(Object point labels)
[Start]
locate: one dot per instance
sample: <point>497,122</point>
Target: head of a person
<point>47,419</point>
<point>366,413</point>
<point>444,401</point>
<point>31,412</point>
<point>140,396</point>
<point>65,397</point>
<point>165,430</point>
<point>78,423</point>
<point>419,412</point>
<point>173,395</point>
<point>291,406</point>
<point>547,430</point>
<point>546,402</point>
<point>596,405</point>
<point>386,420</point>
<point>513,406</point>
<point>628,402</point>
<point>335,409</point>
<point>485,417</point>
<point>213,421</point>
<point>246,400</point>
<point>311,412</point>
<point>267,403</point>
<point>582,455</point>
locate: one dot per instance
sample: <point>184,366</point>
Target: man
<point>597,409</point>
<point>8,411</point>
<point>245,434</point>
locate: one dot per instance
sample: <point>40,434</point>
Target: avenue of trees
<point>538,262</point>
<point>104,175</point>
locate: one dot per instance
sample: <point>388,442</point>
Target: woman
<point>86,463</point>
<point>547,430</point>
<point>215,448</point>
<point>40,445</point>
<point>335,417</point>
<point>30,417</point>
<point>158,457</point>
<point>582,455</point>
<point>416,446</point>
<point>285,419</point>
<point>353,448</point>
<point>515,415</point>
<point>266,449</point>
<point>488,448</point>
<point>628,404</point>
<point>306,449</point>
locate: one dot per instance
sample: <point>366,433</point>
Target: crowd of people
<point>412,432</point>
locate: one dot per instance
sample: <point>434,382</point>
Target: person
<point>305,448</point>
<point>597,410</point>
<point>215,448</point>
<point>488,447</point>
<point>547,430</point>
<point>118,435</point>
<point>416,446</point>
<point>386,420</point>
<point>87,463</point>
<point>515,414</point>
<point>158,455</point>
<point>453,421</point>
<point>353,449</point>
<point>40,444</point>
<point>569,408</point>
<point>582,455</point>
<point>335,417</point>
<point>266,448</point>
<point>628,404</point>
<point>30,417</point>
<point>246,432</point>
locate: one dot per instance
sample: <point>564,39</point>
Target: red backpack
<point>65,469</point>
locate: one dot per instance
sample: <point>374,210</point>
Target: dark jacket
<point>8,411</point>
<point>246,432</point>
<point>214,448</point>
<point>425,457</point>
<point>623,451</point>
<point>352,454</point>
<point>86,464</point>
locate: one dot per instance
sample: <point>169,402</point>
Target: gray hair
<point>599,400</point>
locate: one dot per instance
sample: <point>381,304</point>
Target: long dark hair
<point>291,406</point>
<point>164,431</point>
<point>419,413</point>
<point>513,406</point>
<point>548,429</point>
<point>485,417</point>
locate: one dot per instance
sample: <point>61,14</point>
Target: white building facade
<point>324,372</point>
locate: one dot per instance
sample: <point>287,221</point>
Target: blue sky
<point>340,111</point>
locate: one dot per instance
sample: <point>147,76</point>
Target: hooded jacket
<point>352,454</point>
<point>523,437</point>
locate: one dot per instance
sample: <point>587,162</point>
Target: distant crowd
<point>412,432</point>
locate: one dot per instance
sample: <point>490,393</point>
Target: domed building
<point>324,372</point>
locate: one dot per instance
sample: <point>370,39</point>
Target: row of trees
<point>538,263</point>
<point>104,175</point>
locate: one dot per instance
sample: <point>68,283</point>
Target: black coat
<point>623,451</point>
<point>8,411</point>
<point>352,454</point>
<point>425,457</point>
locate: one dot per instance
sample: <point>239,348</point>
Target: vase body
[End]
WHAT NEEDS TO BE DONE => Show the data once more, exactly as it was written.

SOLUTION TO THIS PROBLEM =>
locate: one dot per instance
sample: <point>497,122</point>
Target: head of a person
<point>47,419</point>
<point>366,413</point>
<point>444,401</point>
<point>31,412</point>
<point>140,396</point>
<point>65,397</point>
<point>165,430</point>
<point>78,423</point>
<point>419,412</point>
<point>173,395</point>
<point>291,406</point>
<point>547,430</point>
<point>546,402</point>
<point>596,405</point>
<point>386,420</point>
<point>513,406</point>
<point>628,402</point>
<point>335,409</point>
<point>485,417</point>
<point>213,421</point>
<point>246,400</point>
<point>311,412</point>
<point>267,403</point>
<point>582,455</point>
locate: one dot per instance
sample: <point>184,366</point>
Target: man
<point>597,409</point>
<point>8,411</point>
<point>245,434</point>
locate: one dot per instance
sample: <point>40,434</point>
Target: avenue of trees
<point>538,262</point>
<point>104,175</point>
locate: one dot per instance
sample: <point>388,442</point>
Target: woman
<point>86,463</point>
<point>547,430</point>
<point>215,448</point>
<point>40,445</point>
<point>335,417</point>
<point>30,417</point>
<point>158,457</point>
<point>582,455</point>
<point>416,446</point>
<point>285,419</point>
<point>353,448</point>
<point>515,415</point>
<point>266,449</point>
<point>488,448</point>
<point>628,404</point>
<point>306,449</point>
locate: one dot per instance
sample: <point>366,433</point>
Target: crowd of people
<point>412,432</point>
locate: one dot per instance
sample: <point>434,382</point>
Target: person
<point>305,448</point>
<point>597,410</point>
<point>215,448</point>
<point>488,447</point>
<point>547,430</point>
<point>118,435</point>
<point>416,446</point>
<point>386,420</point>
<point>87,463</point>
<point>515,414</point>
<point>158,455</point>
<point>453,421</point>
<point>353,449</point>
<point>40,444</point>
<point>569,408</point>
<point>582,455</point>
<point>335,417</point>
<point>266,448</point>
<point>628,404</point>
<point>30,417</point>
<point>246,432</point>
locate: one dot per instance
sample: <point>564,39</point>
Target: red backpack
<point>65,469</point>
locate: one dot per instance
sample: <point>374,210</point>
Target: dark jacket
<point>8,411</point>
<point>246,432</point>
<point>214,448</point>
<point>425,457</point>
<point>623,451</point>
<point>352,454</point>
<point>86,464</point>
locate: one dot per instance
sample: <point>169,402</point>
Target: gray hair
<point>599,400</point>
locate: one dot per instance
sample: <point>381,304</point>
Target: long dark hair
<point>291,406</point>
<point>164,431</point>
<point>419,413</point>
<point>513,406</point>
<point>548,429</point>
<point>485,417</point>
locate: one dot per instance
sample: <point>61,14</point>
Target: white building facade
<point>324,372</point>
locate: one dot per instance
sample: <point>287,221</point>
Target: blue sky
<point>340,111</point>
locate: one dot per instance
sample: <point>147,76</point>
Target: hooded jacket
<point>352,454</point>
<point>523,437</point>
locate: one dot per instance
sample: <point>587,162</point>
Target: distant crowd
<point>412,432</point>
locate: one dot per instance
sample: <point>490,393</point>
Target: domed building
<point>324,372</point>
locate: one dot per instance
sample: <point>370,39</point>
Target: row of trees
<point>538,263</point>
<point>104,175</point>
locate: one dot per instance
sample: <point>68,283</point>
Target: black coat
<point>623,451</point>
<point>8,411</point>
<point>352,454</point>
<point>425,457</point>
locate: one dot per instance
sample: <point>239,348</point>
Target: vase body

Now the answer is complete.